** Opening Extract block **

I Want to Die but I Want to Eat Tteokbokki Book Review: A Brave, Honest Look at Living with Depression
Baek Sehee’s I Want to Die but I Want to Eat Tteokbokki is a deeply personal, raw, and quietly powerful exploration of depression, identity, and the desire for meaning in the everyday. With a title that is both startling and strangely comforting, this slim but weighty book offers a refreshingly honest take on mental health—not as a dramatic, life-altering event, but as a constant hum in the background of daily life. Through fragmented thoughts, therapy transcripts, and personal reflection, Baek Sehee opens the door to a kind of emotional intimacy rarely seen in contemporary literature.
What makes this book stand out isn’t just its relatability, but its refusal to offer easy answers. Instead of presenting a narrative of overcoming depression in a neat, linear fashion, the author embraces the messiness of it. She doesn’t portray herself as a hero or a victim—she’s simply a person trying to understand why she feels the way she does. That vulnerability, paired with an almost clinical observation of her own emotions, makes the book not just relatable, but radically real.

** Closing Extract block **
** Opening Records provided block **

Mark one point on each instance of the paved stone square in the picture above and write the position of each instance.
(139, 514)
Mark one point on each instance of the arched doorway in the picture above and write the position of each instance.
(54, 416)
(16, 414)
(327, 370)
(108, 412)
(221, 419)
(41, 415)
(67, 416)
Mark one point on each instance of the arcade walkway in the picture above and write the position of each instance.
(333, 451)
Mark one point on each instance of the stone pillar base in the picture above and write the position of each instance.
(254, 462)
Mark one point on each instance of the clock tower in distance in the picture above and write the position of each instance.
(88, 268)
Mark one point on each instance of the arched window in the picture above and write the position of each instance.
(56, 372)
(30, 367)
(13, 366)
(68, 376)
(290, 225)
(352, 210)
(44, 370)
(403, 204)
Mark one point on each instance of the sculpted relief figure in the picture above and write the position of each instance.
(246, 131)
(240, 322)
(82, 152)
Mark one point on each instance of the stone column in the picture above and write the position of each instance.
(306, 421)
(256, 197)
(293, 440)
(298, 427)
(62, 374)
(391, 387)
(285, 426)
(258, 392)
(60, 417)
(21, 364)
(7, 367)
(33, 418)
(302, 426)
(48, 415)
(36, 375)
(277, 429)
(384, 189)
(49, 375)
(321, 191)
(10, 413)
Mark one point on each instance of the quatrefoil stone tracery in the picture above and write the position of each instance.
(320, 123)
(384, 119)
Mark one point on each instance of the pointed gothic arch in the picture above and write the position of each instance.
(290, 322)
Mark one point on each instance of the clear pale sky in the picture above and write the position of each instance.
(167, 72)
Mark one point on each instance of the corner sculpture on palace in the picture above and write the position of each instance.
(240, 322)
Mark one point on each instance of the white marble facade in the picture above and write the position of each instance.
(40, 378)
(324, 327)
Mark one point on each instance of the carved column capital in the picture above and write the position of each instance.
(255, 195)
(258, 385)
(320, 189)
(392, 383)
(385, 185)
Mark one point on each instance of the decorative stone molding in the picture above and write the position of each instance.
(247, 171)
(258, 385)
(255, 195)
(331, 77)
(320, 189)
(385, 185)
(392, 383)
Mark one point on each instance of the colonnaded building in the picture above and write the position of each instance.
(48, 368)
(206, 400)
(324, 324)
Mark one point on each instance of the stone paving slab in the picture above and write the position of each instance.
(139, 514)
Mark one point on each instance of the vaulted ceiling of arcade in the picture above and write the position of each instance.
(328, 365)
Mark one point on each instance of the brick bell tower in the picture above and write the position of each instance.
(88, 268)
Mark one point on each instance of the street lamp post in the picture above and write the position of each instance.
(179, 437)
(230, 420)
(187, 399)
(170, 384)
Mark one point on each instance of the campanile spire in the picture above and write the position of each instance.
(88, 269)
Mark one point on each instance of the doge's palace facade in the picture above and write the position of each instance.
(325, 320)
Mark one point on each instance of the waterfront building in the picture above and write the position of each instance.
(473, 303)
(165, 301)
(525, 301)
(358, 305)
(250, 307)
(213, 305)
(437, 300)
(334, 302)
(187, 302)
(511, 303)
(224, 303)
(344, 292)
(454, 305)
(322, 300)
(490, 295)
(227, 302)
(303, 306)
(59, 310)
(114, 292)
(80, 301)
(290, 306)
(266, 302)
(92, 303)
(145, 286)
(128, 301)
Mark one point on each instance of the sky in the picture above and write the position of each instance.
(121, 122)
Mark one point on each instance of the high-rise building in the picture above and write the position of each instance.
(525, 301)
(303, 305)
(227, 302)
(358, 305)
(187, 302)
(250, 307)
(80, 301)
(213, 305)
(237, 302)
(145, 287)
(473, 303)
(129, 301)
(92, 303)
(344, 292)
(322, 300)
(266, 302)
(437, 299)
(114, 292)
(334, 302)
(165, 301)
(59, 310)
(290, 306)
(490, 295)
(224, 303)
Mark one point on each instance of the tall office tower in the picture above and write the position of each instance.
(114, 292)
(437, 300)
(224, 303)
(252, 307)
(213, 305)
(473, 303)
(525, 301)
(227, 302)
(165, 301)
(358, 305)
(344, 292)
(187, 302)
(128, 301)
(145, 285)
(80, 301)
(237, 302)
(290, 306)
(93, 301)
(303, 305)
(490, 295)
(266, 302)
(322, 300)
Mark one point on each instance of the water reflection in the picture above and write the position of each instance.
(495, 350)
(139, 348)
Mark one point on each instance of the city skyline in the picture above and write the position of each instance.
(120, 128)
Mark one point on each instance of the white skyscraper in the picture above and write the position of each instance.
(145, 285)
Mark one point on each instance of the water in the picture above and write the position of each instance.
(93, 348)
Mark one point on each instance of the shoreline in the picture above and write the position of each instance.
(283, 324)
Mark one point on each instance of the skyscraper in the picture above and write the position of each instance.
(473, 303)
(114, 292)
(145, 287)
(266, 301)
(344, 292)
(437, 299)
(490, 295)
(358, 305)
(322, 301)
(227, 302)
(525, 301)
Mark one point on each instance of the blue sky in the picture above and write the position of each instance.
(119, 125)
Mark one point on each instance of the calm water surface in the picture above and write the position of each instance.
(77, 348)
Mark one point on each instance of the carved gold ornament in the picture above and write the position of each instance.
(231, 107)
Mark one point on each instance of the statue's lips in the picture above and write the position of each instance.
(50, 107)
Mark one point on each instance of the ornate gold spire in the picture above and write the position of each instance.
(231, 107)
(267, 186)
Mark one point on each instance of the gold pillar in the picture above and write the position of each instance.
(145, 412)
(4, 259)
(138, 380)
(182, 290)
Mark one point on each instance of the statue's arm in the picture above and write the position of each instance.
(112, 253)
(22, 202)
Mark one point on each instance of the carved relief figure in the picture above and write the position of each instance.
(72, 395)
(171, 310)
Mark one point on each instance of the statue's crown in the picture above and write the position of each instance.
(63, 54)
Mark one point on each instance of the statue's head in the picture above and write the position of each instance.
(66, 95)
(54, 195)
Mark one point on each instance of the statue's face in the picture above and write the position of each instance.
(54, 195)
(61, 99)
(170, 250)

** Closing Records provided block **

**Exercise instructions**
**1)** Print the passage of the book review verbatim, starting at "What makes this" and ending at "but radically real.".
**2)** According to the book review, how does the book portray mental health?
**3)** Through what means, as named in the book review, does Baek Sehee open the door to emotional intimacy?

**Answer list**
**1)**
What makes this book stand out isn’t just its relatability, but its refusal to offer easy answers. Instead of presenting a narrative of overcoming depression in a neat, linear fashion, the author embraces the messiness of it. She doesn’t portray herself as a hero or a victim—she’s simply a person trying to understand why she feels the way she does. That vulnerability, paired with an almost clinical observation of her own emotions, makes the book not just relatable, but radically real.

**2)** As a constant hum in the background of daily life, not as a dramatic, life-altering event.

**3)** Fragmented thoughts, therapy transcripts, and personal reflection.